# Bounding box annotation entries
· · · · · · ·

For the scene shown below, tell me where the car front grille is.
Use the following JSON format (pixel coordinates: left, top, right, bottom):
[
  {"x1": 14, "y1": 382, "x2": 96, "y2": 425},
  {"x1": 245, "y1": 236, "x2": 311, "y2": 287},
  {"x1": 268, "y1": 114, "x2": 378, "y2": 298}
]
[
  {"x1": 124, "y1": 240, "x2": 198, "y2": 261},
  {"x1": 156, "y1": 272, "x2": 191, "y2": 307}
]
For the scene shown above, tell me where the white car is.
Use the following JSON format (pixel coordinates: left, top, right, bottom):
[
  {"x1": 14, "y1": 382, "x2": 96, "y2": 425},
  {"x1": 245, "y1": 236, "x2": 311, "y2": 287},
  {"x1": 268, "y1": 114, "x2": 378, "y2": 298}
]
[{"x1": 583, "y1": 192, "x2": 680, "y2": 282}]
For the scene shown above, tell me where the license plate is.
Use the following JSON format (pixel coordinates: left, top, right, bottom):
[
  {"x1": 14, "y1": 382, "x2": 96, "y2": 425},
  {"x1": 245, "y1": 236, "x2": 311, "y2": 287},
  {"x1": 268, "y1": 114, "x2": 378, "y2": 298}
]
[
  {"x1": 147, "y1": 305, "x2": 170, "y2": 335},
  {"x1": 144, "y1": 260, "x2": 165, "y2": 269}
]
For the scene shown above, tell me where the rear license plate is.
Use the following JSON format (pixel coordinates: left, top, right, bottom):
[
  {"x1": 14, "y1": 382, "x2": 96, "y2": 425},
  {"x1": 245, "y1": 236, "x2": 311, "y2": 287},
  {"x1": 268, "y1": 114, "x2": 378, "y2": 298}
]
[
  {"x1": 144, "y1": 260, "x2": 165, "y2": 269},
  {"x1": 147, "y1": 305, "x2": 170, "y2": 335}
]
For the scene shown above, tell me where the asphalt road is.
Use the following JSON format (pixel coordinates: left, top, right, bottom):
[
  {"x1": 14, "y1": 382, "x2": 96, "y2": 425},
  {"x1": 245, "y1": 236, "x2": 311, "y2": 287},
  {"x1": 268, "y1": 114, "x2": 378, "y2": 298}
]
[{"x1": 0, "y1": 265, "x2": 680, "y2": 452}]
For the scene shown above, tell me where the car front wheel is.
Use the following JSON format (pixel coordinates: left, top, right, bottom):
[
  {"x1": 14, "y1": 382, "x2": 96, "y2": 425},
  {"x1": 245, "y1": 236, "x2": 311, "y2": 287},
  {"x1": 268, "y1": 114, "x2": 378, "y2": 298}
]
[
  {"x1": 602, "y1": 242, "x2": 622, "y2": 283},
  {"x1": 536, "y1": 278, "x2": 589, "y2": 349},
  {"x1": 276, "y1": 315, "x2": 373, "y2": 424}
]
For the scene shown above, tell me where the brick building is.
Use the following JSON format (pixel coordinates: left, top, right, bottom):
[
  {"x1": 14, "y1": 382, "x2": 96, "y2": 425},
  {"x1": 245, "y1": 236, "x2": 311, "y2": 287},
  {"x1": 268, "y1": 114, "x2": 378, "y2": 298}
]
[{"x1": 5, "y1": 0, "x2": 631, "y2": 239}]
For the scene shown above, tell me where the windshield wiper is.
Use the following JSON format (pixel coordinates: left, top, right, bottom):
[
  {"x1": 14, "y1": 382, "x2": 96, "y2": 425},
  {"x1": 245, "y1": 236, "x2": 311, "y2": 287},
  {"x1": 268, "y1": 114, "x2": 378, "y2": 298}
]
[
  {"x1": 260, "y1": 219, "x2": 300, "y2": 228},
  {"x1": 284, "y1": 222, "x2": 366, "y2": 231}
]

· · · · · · ·

# EXERCISE TASK
Pick out every line in the listing above that contains the word "license" and copy each of those lines. Letter case matters when matching.

# RESPONSE TO THIS EXERCISE
For the scene shown above, tell me where the license plate is.
For the scene shown above, tell me where the rear license plate is.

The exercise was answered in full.